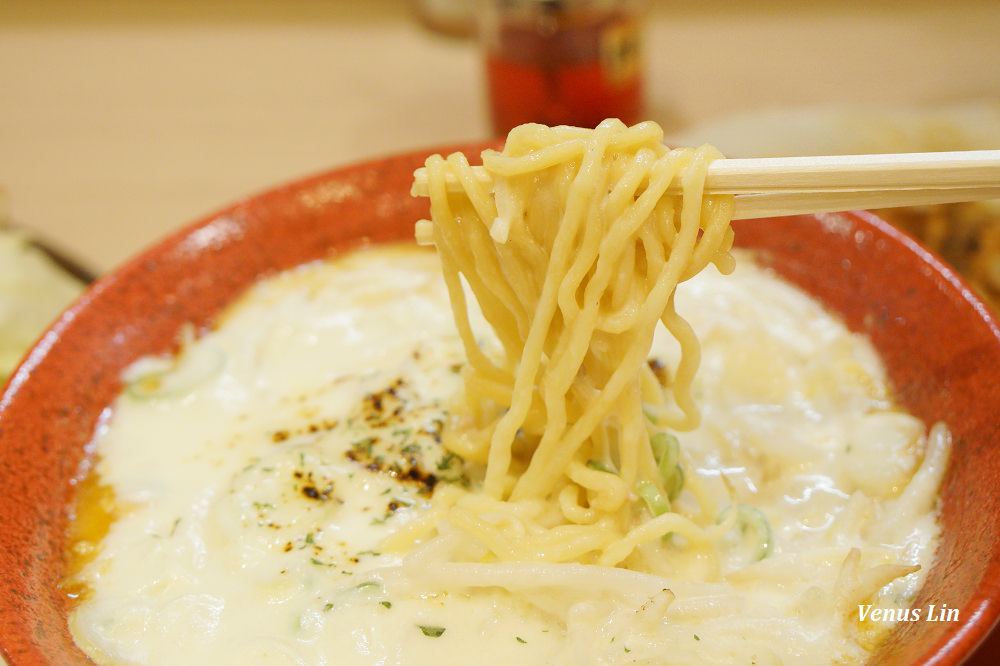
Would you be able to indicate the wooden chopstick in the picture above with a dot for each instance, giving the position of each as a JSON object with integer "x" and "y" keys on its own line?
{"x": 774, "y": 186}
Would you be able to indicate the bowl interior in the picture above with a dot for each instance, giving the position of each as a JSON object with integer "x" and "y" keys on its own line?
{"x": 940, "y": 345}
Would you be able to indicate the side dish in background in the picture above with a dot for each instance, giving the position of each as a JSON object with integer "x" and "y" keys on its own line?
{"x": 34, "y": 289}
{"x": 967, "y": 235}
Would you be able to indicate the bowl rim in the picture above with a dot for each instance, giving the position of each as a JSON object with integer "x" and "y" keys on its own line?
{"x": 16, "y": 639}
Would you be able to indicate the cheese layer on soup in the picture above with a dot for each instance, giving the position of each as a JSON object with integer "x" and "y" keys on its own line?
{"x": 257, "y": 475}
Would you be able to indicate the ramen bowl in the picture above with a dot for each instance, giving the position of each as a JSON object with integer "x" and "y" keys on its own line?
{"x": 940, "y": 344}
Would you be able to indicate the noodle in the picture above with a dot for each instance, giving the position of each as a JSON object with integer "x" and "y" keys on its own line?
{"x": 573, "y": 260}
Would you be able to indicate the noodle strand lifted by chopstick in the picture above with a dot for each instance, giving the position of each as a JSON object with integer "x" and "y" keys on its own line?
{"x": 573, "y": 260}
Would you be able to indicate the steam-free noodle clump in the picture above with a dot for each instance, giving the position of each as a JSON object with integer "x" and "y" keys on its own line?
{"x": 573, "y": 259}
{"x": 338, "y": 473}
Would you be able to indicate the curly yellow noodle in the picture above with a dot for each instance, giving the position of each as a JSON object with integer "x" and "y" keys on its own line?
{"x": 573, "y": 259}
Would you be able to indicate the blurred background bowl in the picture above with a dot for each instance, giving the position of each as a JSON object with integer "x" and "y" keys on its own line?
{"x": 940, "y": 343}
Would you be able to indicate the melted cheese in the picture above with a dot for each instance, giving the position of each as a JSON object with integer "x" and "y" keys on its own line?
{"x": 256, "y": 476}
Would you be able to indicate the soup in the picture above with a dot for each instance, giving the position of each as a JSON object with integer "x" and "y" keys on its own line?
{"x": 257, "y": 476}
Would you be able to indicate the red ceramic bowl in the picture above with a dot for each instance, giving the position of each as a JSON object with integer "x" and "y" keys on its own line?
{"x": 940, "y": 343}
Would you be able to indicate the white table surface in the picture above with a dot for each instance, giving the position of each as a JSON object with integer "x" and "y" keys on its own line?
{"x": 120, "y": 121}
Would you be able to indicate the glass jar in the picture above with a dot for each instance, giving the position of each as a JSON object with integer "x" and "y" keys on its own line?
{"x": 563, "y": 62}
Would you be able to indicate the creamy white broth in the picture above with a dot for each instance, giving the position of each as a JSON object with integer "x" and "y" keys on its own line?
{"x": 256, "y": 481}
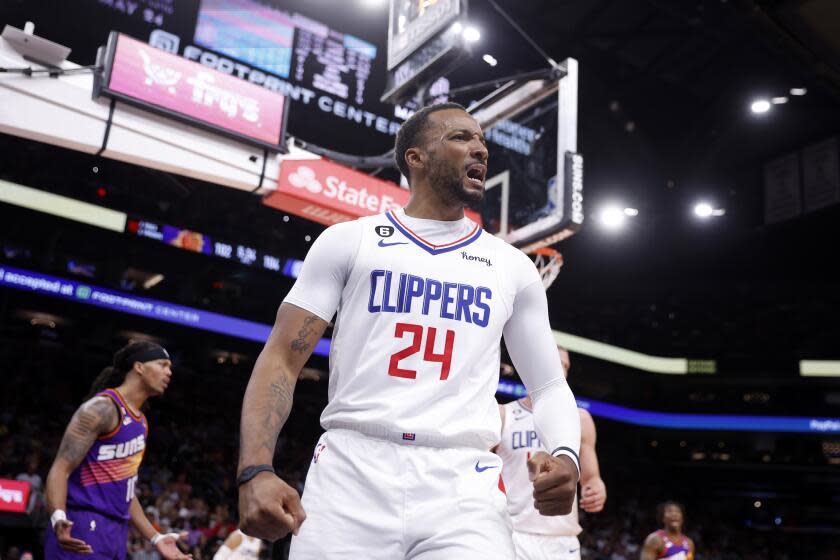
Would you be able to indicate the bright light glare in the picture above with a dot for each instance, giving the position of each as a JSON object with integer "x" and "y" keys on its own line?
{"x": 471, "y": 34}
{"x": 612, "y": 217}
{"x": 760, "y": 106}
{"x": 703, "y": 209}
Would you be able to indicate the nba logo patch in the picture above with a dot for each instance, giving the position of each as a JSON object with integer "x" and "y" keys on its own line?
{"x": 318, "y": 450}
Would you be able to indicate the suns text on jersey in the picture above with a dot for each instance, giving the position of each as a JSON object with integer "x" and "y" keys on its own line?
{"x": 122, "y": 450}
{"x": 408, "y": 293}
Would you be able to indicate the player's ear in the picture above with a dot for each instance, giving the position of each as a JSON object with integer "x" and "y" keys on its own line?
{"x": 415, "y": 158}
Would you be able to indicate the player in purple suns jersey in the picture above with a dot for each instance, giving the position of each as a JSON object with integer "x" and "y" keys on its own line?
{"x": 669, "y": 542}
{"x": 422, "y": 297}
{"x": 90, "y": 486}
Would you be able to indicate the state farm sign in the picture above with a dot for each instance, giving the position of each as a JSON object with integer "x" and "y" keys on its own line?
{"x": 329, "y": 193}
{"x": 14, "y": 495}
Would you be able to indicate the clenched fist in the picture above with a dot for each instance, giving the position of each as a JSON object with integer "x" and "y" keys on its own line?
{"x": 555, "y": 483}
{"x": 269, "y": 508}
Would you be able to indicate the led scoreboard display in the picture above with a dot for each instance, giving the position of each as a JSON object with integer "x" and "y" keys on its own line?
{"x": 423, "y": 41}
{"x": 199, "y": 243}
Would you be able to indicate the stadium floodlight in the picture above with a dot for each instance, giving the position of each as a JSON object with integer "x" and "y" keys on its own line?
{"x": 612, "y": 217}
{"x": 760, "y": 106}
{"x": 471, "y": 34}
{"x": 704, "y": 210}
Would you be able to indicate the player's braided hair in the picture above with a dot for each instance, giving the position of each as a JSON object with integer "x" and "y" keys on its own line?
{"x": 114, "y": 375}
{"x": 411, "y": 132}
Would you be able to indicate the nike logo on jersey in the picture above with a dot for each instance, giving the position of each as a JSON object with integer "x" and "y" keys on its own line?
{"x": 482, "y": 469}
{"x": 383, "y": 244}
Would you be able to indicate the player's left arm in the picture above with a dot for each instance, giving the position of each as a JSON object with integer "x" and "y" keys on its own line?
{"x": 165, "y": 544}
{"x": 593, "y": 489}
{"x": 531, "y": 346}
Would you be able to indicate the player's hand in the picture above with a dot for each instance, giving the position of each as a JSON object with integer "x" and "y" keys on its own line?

■ ■ ■

Your task: Restate the data word for word, minus any images.

Output below:
Would you be able to indicate the wooden chopstick in the picture above with a dot for each instance, giving the position of each as a JSON object with integer "x" and "y" keys on its own line?
{"x": 774, "y": 186}
Would you be able to indicate the bowl interior in the picture above with a dot for each instance, giving the position of each as a JSON object with integer "x" and "y" keys on its own line?
{"x": 940, "y": 345}
Would you be able to indicate the side dish in background in the picture above with a dot for each instance, giving the position of each as a JSON object with integer "x" and "y" keys on its own line?
{"x": 34, "y": 289}
{"x": 967, "y": 235}
Would you be able to indicate the bowl rim in the picture above with a dot for each instance, giving the position of each as a JSON object with integer "x" and "y" keys on its own line?
{"x": 16, "y": 639}
Would you be able to indicate the cheese layer on soup in the picture above with a dot for each instance, giving the position of each as a JSON object with integer "x" and "y" keys on its own line?
{"x": 257, "y": 475}
Would you be able to indicate the ramen bowl in the picture above with a dot for each instance, giving the position of each as a JSON object with integer "x" and "y" keys on its own line?
{"x": 940, "y": 344}
Would you be able to indicate the noodle in the picture above with a dot for each instance, giving the position of each as a JSON object with integer "x" and "y" keys on its own line?
{"x": 573, "y": 260}
Would you be able to indicate the noodle strand lifted by chopstick in the picture above with a dot for each instance, giving the position of each as a JSON object with integer "x" and "y" keys on its own line?
{"x": 573, "y": 260}
Would you be able to indicate the steam-free noodle clump in the picture above with a dot for each instance, giving the position of each as a JSON object with integer "x" and "y" keys on its own line?
{"x": 573, "y": 259}
{"x": 338, "y": 473}
Would you be able to indicate the curly yellow noodle in the picture above with a dot for each instance, giving the position of each as a JSON object with integer "x" and "y" keys on its own line?
{"x": 573, "y": 259}
Would you be able to indicate the blurred background bowl in the picture above with a dot for each instance, giving the position of each as a JSON object with integer "x" and "y" keys on its own line?
{"x": 940, "y": 343}
Would you be able to indicate the melted cheese in the picture above with a dot for each instance, giving the position of each as a JSON object with integer "x" and "y" keys on its own line?
{"x": 256, "y": 476}
Would you be able to indicate the soup in the picture above with a dot for each instance, giving the position of each as a JSON object with integer "x" and "y" keys on its own line?
{"x": 257, "y": 476}
Would you be able to indicate the red ceramic bowl in the picture above with a dot for each instance, giving the position of each as a JSON object with integer "x" and "y" keys on its own line?
{"x": 940, "y": 343}
Would you be able to indicate the white table surface in the picture above with a dot for each instance, giving the position of each as a JSON object with integer "x" and "y" keys on its own line?
{"x": 120, "y": 121}
Would you be able to indicate the glass jar in the picture above with a dot for each instance, giving the position of each as a JSON object with integer "x" and "y" keys on its own line?
{"x": 563, "y": 62}
Would you be able to indicate the creamy white broth in the picture above with a dot for each instance, giving the position of each as a JSON object with integer "x" and "y" keys on its own line?
{"x": 256, "y": 481}
Would you be able to indicate the bright light glare in the picture above with a dot for each instance, giving the position of each as a JSON object with integer "x" and "y" keys on its own line?
{"x": 471, "y": 34}
{"x": 612, "y": 217}
{"x": 760, "y": 106}
{"x": 703, "y": 209}
Would you be able to indicate the nba logo patch in the picture above with a dot for each instance, giving the position of each as a JSON object with integer "x" and "y" keys on its own line?
{"x": 318, "y": 450}
Would you be able to indicate the suns text on jersey in the picture above with a dot for each instance, giving the position of each as a JSON object with integer "x" and "y" keys on its own line?
{"x": 122, "y": 450}
{"x": 408, "y": 293}
Would you be able to indicate the player's ear in the picture above with a dot for each instance, giving the position of each as a JSON object with integer "x" and "y" keys on its own line?
{"x": 415, "y": 158}
Would you be able to indicate the player in purple suns jersey in the picture above with a dot for each instance, giving the position of each as a JSON object with integer "x" and "y" keys on its own line?
{"x": 669, "y": 542}
{"x": 422, "y": 297}
{"x": 90, "y": 486}
Would you be able to indicate the state farm sign in the picture above with a dot for each instance, giving the position of each as a JSON object with integer "x" and "y" keys on its own line?
{"x": 329, "y": 193}
{"x": 14, "y": 495}
Would you be able to indicate the clenched fist in the picture above with a dot for each instance, giving the position of each as a JSON object with integer "x" and "y" keys on its own line?
{"x": 555, "y": 483}
{"x": 269, "y": 508}
Would you be able to indicate the led scoreboard display in the picture above with a dot for each instance, giving the position of each as a JSON object with integer "x" and "y" keys on its own line?
{"x": 423, "y": 41}
{"x": 199, "y": 243}
Would you be able to indicate the stadium floodlight in the picture above with a dot for each instance, giving the position of each as a JSON object with integer "x" and "y" keys on its own line?
{"x": 612, "y": 217}
{"x": 760, "y": 106}
{"x": 471, "y": 34}
{"x": 704, "y": 210}
Would you be able to indicate the player's braided hair in the picture above with a dot for each instance, giving the position of each as a JSON object with integer "x" and "y" keys on its own line?
{"x": 114, "y": 375}
{"x": 411, "y": 132}
Would you be able to indicate the nike logo on jersey in the picture above with a dot for each instance, giving the position of each as a JSON object with integer "x" and "y" keys on its own line?
{"x": 482, "y": 469}
{"x": 383, "y": 244}
Would you be able to indicate the player's left arm in the picture above with a dot for each instance, giving the position of each as a JSON object with integer "x" and "y" keys on its own line?
{"x": 165, "y": 544}
{"x": 593, "y": 489}
{"x": 531, "y": 346}
Would you be able to indicate the player's hand in the picture above with a dot for each instance, giving the position of each as a JSON object with integer "x" and "y" keys on its own line?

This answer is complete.